What is needed - Continue the passage on Hinchingbrooke House from its last sentence.

--- Source passage ---

Hinchingbrooke House is an English stately home in Huntingdon, Cambridgeshire, now part of Hinchingbrooke School.

The house was built around an 11th-century Benedictine nunnery. After the Reformation it passed into the hands of the Cromwell family, and subsequently became the home of the Earls of Sandwich, including John Montagu, 4th Earl of Sandwich, reputedly the "inventor" of the modern sandwich. In 1962 it was sold by the 10th Earl of Sandwich, per a son, the 11th Earl of Sandwich, who was born and raised at Hinchingbrooke House.

On 8 March 1538, Richard Williams (alias Cromwell), a nephew of Thomas Cromwell, had the grant of the nunnery of Hinchingbrooke, in Huntingdonshire, for the undervalued price of £19.9s.2d. while he was an official Visitor overseeing the dissolution of the monasteries. A fireplace discovered in the building has his initials. His son, Henry Williams (alias Cromwell), grandfather of Oliver Cromwell, carried out more extensive works on the house.

--- Excerpted data ---

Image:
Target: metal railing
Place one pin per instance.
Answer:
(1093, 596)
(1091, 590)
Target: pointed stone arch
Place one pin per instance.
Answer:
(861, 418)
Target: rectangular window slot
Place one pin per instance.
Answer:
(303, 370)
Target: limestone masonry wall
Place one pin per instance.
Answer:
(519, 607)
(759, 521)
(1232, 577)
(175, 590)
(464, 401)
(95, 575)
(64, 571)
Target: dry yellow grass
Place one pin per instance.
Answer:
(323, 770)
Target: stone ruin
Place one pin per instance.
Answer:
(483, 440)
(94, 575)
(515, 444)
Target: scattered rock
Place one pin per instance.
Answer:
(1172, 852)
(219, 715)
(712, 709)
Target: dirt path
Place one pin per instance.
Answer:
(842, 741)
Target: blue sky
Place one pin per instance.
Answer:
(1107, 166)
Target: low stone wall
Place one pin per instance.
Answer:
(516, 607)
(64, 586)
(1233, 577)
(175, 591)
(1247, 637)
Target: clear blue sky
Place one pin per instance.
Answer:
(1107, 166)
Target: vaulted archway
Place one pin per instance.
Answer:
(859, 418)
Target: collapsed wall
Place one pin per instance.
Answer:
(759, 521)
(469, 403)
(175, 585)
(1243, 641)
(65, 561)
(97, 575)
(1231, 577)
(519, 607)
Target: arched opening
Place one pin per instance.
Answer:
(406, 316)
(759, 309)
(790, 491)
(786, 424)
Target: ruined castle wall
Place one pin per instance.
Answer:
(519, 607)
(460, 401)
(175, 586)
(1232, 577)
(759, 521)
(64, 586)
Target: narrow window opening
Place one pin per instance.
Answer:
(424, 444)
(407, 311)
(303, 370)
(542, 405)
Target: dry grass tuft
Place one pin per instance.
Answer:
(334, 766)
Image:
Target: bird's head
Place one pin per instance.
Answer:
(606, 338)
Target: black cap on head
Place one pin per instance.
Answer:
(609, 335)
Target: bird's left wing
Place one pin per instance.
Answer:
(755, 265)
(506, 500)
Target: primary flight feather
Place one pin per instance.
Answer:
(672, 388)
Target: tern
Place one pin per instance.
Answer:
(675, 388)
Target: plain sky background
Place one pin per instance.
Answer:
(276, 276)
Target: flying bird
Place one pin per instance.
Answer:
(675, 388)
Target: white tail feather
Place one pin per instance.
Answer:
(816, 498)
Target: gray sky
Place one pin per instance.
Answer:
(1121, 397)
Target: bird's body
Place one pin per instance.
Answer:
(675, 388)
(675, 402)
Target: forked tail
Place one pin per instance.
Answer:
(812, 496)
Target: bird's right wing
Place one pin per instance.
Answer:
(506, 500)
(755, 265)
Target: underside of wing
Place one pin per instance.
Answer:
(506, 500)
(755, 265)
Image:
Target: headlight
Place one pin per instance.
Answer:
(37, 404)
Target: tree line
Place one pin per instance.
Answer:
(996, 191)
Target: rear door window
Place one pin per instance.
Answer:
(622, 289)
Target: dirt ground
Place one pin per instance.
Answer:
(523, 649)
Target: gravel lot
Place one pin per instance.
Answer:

---

Solved problem -
According to Mark Noble, an eighteenth-century writer and frequent visitor at Hinchingbrooke, "The nuns' apartments, or cells, at Hinchinbrook, are now entire, and are used as lodging-rooms for the menial servants; their common room was what is now the kitchen; the church is destroyed, except some trifling remains, now part of one of the walls of the house, and seem to have been the corner of the tower; near this place in lowering the flooring, a few years ago, one or more coffins of stone were found", and "On the bow windows he put the arms of his family, with those of several others to whom he was allied".

Queen Elizabeth stayed at Hinchingbrooke in August 1564 after entertainments at Cambridge University. King James came to Hinchingbrooke on 27 April 1603 and Sir Oliver Cromwell gave him hawks, horses, hounds, and a gold cup. The king was back on 7 December 1610, and Prince Henry stayed on 8 August 1612.

There was a serious fire in 1830 and the house was restored/rebuilt by Edward Blore. It was further restored in 1894 and again in the 1960s. During the most recent restoration the entrance to the chapter house was discovered, but otherwise little of the medieval fabric is visible.

The house was featured and illustrated in the 2 November 1907 issue of Country Life.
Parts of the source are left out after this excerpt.